Gather each line in the entries below that contains the string "reindeer", and list those lines.
───── Input records
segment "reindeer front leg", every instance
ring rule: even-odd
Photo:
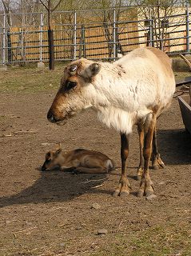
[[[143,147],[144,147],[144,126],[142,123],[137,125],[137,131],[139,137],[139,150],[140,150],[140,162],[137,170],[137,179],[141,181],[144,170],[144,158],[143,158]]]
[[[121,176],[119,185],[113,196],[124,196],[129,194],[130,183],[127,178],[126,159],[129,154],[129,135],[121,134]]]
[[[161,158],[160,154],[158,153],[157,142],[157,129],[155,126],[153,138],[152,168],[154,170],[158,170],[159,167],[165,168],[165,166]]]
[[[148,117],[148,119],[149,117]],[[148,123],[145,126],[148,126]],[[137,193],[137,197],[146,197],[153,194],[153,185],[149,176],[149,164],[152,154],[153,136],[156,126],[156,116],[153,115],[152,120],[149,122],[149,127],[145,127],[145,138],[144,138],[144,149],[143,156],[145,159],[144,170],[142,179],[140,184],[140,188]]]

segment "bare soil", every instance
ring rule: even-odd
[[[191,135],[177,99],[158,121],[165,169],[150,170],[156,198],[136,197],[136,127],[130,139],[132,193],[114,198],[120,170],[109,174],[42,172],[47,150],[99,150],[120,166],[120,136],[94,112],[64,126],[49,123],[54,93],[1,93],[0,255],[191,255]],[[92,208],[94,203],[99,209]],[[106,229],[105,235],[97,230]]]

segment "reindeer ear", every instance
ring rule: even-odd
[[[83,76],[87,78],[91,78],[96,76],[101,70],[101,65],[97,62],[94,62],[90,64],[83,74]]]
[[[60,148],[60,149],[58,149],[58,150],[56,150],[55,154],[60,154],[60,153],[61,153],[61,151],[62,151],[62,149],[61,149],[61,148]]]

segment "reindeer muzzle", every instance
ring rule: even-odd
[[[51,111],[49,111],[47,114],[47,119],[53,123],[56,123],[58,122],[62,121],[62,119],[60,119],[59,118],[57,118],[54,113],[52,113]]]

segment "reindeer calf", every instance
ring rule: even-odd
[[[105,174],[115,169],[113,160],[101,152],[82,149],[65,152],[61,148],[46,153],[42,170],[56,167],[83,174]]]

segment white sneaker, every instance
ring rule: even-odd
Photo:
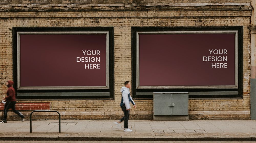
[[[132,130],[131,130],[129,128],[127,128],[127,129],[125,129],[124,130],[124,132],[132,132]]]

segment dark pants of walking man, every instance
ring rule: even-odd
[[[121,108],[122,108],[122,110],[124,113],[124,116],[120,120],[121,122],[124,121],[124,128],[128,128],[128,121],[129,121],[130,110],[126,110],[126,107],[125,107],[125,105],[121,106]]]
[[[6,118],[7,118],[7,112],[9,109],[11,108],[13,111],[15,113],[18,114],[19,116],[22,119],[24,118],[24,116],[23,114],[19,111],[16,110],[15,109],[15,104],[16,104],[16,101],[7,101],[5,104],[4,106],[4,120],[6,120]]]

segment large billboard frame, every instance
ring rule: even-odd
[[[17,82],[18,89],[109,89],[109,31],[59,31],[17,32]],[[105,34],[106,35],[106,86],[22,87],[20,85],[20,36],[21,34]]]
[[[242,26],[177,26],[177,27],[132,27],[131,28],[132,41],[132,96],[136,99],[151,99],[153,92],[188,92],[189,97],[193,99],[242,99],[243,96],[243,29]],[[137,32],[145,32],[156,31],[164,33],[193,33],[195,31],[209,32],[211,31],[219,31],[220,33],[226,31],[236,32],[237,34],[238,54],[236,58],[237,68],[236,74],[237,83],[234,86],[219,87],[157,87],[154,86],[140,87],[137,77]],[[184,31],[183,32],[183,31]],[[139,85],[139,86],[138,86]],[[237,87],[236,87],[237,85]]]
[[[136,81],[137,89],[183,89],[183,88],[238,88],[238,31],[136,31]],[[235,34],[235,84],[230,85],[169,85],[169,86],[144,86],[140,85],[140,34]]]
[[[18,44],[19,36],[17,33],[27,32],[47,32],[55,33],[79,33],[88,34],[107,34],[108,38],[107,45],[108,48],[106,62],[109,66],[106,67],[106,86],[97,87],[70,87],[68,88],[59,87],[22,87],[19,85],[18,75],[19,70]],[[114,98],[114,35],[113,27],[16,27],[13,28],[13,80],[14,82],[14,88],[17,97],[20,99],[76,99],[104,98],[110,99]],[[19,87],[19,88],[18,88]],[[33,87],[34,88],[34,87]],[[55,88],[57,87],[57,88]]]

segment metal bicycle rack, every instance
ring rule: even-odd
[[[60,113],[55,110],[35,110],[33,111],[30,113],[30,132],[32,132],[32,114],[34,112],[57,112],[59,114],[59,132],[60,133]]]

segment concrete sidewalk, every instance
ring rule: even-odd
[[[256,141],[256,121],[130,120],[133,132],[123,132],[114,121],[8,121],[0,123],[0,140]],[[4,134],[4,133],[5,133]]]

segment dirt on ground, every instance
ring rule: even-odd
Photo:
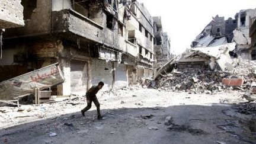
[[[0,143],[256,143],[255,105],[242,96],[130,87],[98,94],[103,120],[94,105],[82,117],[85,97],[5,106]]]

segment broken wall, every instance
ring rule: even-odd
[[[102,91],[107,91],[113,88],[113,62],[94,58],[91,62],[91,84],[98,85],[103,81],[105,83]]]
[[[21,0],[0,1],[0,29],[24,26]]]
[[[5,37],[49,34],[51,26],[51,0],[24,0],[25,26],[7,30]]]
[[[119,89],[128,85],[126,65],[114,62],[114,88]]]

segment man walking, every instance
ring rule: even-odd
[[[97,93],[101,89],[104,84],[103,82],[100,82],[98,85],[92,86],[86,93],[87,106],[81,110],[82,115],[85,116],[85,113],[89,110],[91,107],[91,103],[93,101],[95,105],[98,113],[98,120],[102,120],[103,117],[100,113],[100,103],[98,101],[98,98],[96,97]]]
──────────
───── Input records
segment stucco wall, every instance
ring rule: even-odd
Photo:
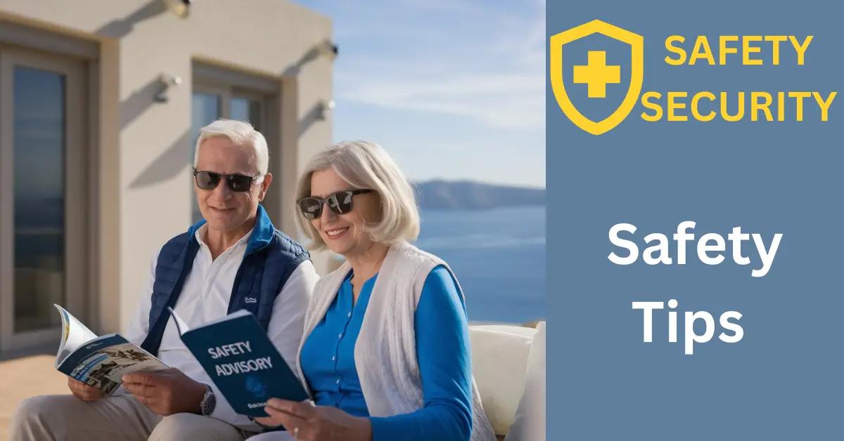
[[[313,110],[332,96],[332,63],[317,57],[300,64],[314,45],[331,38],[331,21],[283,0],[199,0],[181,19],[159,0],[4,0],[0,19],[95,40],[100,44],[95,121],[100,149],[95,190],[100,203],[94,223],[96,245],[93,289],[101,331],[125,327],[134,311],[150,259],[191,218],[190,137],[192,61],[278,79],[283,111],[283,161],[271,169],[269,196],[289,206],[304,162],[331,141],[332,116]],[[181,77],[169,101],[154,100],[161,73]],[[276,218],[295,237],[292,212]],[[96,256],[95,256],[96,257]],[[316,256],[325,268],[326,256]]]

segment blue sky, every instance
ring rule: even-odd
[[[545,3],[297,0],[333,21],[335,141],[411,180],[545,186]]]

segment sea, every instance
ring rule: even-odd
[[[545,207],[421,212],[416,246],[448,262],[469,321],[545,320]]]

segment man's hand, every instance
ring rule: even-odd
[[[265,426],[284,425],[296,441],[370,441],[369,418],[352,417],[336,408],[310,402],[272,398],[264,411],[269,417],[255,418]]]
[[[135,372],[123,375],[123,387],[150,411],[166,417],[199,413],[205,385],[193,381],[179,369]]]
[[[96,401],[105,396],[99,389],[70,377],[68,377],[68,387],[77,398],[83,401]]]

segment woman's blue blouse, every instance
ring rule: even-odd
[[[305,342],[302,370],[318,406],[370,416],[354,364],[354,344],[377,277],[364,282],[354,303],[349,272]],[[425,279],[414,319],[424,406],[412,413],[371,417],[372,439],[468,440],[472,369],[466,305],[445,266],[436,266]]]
──────────
* Response below *
segment "reindeer front leg", every instance
segment "reindeer ear", every instance
segment "reindeer muzzle", every instance
segment "reindeer calf", every instance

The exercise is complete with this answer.